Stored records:
================================

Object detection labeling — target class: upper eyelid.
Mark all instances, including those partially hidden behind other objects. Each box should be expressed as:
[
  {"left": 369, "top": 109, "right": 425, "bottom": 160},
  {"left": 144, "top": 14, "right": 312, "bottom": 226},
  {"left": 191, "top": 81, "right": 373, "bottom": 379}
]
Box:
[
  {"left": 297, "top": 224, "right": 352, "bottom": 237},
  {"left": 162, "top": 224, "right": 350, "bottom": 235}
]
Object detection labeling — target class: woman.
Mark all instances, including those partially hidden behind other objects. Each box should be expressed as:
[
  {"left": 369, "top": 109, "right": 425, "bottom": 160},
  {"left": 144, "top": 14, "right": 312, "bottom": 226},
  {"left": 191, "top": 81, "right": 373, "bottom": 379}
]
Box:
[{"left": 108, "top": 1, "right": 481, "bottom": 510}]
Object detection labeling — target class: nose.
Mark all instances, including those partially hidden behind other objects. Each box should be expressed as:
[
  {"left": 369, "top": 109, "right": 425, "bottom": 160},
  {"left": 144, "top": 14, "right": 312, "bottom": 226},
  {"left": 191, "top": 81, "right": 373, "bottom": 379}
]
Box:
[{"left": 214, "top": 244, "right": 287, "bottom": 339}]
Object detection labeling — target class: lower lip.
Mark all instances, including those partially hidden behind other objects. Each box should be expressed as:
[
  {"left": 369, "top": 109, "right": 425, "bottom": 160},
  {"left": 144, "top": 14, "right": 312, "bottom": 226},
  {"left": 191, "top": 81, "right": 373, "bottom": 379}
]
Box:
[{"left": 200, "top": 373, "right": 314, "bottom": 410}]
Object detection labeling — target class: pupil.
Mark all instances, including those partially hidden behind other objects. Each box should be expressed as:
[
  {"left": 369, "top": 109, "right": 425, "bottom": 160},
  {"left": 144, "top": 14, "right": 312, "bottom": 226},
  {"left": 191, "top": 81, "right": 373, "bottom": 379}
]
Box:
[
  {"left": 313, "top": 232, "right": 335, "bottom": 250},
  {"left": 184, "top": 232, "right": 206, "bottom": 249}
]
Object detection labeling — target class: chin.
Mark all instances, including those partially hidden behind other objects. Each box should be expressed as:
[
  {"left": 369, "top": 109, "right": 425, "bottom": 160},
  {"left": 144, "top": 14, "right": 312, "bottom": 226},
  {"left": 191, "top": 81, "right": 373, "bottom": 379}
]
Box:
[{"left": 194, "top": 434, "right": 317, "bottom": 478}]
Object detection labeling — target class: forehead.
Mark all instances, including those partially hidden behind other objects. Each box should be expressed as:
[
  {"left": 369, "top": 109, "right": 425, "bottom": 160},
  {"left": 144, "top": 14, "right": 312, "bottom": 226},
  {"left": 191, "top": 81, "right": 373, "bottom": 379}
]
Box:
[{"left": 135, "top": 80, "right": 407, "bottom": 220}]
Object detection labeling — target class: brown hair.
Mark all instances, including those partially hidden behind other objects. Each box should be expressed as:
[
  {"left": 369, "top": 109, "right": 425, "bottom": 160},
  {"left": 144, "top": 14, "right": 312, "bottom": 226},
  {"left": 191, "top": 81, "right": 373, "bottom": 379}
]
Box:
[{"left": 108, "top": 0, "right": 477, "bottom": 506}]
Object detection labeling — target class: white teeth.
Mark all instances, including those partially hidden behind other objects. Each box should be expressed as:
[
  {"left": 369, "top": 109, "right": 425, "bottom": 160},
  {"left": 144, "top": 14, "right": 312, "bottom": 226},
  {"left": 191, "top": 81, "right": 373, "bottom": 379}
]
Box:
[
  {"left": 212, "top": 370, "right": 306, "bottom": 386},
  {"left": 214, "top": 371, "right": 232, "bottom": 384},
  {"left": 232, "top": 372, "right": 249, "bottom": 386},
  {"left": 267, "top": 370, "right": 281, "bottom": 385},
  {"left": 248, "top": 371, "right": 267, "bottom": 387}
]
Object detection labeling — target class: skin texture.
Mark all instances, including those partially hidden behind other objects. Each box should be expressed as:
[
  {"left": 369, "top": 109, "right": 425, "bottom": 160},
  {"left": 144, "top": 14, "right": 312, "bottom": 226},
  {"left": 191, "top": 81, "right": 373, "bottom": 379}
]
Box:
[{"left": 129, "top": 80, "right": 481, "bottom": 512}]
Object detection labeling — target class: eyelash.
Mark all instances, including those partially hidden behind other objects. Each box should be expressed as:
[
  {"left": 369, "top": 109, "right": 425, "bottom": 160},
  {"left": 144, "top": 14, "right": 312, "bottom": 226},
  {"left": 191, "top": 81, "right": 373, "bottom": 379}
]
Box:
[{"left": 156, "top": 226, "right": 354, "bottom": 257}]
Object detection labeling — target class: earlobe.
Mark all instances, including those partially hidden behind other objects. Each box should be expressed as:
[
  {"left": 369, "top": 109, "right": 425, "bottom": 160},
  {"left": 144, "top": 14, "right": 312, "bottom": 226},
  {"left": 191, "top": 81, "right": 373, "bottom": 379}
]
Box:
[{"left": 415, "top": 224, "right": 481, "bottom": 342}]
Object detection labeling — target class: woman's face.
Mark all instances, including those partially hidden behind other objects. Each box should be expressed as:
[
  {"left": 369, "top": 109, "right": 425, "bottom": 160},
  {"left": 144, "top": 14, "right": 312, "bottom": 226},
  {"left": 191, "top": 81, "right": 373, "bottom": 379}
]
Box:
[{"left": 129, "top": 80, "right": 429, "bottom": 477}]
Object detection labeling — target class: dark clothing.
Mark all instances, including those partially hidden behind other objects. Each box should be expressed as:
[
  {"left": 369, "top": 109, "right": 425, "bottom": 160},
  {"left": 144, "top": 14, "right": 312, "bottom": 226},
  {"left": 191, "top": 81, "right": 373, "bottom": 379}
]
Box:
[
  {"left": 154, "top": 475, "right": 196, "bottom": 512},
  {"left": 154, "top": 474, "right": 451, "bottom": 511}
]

================================

■ **Task details**
Only the lines above from the line containing "Object detection labeling — target class: eyelash." through the line containing "Object detection labeling — target class: earlobe." should be retyped, exactly and with both ends included.

■ **Task solution**
Object detection labeling — target class: eyelash.
Mark all instances, including those partially hidden behind other objects. Each box should be expressed as:
[
  {"left": 369, "top": 109, "right": 425, "bottom": 160},
  {"left": 144, "top": 14, "right": 312, "bottom": 226},
  {"left": 191, "top": 81, "right": 373, "bottom": 379}
]
Box:
[{"left": 156, "top": 226, "right": 354, "bottom": 257}]
Object detection labeling — target class: earlobe.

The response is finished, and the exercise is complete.